### RECORDS PROVIDED
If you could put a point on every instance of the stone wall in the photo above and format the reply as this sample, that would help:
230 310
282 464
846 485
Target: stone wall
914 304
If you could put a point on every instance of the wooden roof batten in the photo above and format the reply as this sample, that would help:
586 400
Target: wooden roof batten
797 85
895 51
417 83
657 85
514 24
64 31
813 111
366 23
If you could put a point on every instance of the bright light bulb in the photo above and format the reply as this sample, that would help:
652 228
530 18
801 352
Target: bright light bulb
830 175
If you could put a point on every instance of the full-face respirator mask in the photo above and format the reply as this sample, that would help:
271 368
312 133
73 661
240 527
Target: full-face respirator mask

### EXERCISE INSTRUCTIONS
Each line above that contains the word "point" must be copied.

### RESPONSE AREA
If you could put a point on every instance of the stone wall in the photo above and format the reply as this sample, that would help:
If you could put a point on every instance of the wooden roof batten in the photo above and format the reply as this sample, that would help:
If you could put a point on every instance of the bright light bulb in the photo above and format the reply as this sample, that would help:
If you could put a point on every instance of the full-face respirator mask in the photo above and format the reply as this sample, that would help:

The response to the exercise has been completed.